What is needed is an exact repeat of the lines from the line containing "Could you point out the brown" through the final line of the entries below, and nothing else.

ITEMS -
####################

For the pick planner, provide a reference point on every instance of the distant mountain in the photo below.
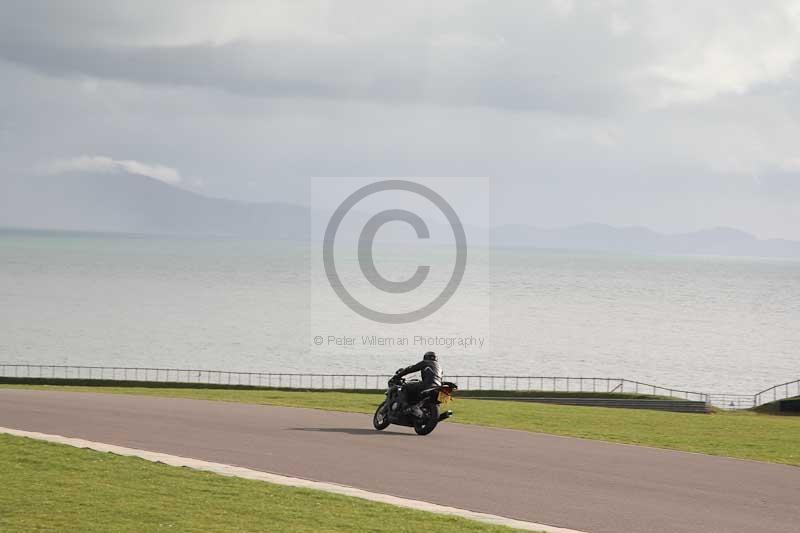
(601, 237)
(128, 203)
(135, 204)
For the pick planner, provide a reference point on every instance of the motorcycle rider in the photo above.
(431, 374)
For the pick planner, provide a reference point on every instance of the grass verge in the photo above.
(746, 435)
(54, 487)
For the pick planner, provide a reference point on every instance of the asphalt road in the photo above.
(586, 485)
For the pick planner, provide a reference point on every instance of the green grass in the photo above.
(746, 435)
(53, 487)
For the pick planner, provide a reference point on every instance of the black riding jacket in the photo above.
(430, 371)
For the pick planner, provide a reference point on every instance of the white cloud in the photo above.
(97, 163)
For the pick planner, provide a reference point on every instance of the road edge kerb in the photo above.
(257, 475)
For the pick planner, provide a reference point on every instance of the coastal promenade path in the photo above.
(573, 483)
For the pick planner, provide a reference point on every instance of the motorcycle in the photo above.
(392, 410)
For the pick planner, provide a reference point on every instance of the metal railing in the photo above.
(790, 389)
(340, 381)
(732, 401)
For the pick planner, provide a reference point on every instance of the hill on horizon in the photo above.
(127, 203)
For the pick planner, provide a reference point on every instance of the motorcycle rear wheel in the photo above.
(380, 419)
(428, 424)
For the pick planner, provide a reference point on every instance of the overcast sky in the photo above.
(671, 115)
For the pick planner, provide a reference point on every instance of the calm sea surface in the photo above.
(709, 324)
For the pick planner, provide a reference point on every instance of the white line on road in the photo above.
(247, 473)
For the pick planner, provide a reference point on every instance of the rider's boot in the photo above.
(414, 410)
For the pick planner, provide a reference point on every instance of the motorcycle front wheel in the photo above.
(381, 418)
(429, 421)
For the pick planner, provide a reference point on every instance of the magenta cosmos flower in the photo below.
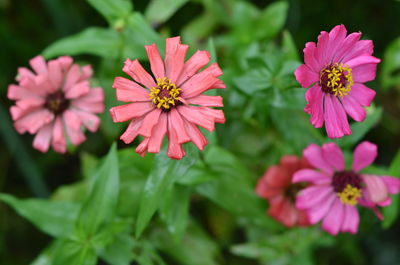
(334, 191)
(54, 102)
(172, 103)
(336, 68)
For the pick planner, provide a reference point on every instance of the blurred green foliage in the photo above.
(118, 208)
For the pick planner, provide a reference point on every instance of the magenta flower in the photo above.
(334, 191)
(172, 102)
(54, 102)
(336, 67)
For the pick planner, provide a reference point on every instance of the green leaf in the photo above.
(100, 204)
(114, 11)
(359, 129)
(175, 210)
(391, 212)
(164, 174)
(95, 41)
(120, 251)
(271, 20)
(54, 218)
(159, 11)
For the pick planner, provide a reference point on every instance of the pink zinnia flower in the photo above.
(335, 191)
(54, 101)
(336, 67)
(276, 186)
(172, 102)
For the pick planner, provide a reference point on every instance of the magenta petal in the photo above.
(392, 184)
(376, 188)
(362, 94)
(305, 76)
(310, 175)
(333, 155)
(364, 154)
(351, 219)
(353, 108)
(317, 212)
(313, 154)
(334, 219)
(315, 107)
(156, 62)
(336, 123)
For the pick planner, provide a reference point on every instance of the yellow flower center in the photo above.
(349, 195)
(336, 79)
(165, 95)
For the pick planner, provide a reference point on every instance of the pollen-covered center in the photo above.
(56, 102)
(165, 95)
(347, 185)
(336, 79)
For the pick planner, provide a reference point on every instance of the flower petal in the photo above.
(364, 154)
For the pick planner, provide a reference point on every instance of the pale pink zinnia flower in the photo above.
(54, 102)
(334, 191)
(336, 67)
(172, 102)
(276, 186)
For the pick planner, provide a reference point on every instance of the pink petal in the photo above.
(362, 94)
(195, 135)
(156, 62)
(78, 90)
(55, 73)
(194, 115)
(351, 219)
(132, 131)
(364, 154)
(42, 139)
(194, 64)
(305, 76)
(33, 121)
(135, 70)
(175, 53)
(90, 121)
(315, 106)
(310, 175)
(309, 57)
(313, 196)
(72, 119)
(347, 45)
(129, 91)
(333, 155)
(130, 111)
(336, 123)
(149, 121)
(201, 81)
(353, 108)
(361, 47)
(207, 101)
(142, 147)
(176, 123)
(319, 211)
(72, 77)
(334, 219)
(392, 184)
(313, 154)
(157, 134)
(376, 188)
(58, 138)
(175, 150)
(39, 65)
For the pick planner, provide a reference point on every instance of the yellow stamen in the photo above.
(165, 94)
(334, 83)
(349, 195)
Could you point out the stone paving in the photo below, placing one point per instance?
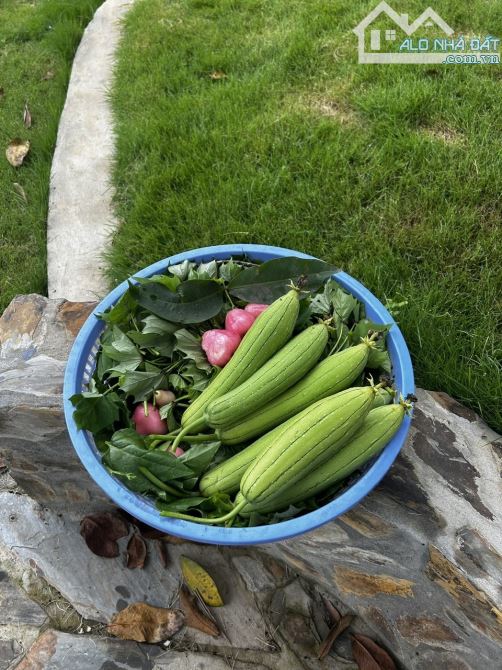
(419, 561)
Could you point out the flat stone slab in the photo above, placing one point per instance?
(20, 620)
(98, 587)
(419, 560)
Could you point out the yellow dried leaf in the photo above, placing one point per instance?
(199, 581)
(144, 623)
(16, 151)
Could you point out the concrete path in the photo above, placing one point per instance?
(81, 218)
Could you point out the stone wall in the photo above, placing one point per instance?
(419, 560)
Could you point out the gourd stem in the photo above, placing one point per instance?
(165, 487)
(204, 437)
(196, 425)
(196, 519)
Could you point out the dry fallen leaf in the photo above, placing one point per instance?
(27, 116)
(20, 191)
(339, 623)
(144, 623)
(199, 581)
(136, 551)
(194, 618)
(100, 532)
(163, 555)
(16, 151)
(369, 655)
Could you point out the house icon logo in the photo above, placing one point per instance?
(375, 44)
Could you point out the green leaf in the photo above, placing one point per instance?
(122, 350)
(343, 303)
(181, 270)
(161, 342)
(154, 324)
(364, 326)
(198, 378)
(166, 411)
(169, 282)
(140, 385)
(95, 411)
(126, 436)
(199, 456)
(230, 270)
(177, 382)
(180, 504)
(122, 311)
(204, 271)
(127, 452)
(268, 281)
(194, 301)
(190, 345)
(379, 359)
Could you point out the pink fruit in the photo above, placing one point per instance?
(151, 424)
(239, 321)
(255, 309)
(220, 345)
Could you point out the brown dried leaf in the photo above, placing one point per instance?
(163, 555)
(100, 532)
(333, 614)
(201, 582)
(20, 191)
(27, 116)
(335, 632)
(144, 623)
(16, 151)
(194, 618)
(136, 552)
(216, 75)
(369, 655)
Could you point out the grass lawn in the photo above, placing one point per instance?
(37, 44)
(251, 121)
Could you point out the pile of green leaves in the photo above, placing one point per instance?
(152, 340)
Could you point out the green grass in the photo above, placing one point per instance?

####################

WRITTEN REPLY -
Could you point out the brown dried leaf in the photo above, placing one point per instance?
(163, 555)
(100, 532)
(333, 614)
(201, 582)
(20, 191)
(27, 116)
(335, 632)
(144, 623)
(16, 151)
(194, 618)
(136, 552)
(216, 75)
(369, 655)
Could you point out the grass lawn in the photo above, placing one point per instance?
(37, 44)
(251, 121)
Could you point out the pile of green leaves in the photo above, placing one point per instance?
(152, 340)
Could you point out the green grass in the photo above, placing one point per instance?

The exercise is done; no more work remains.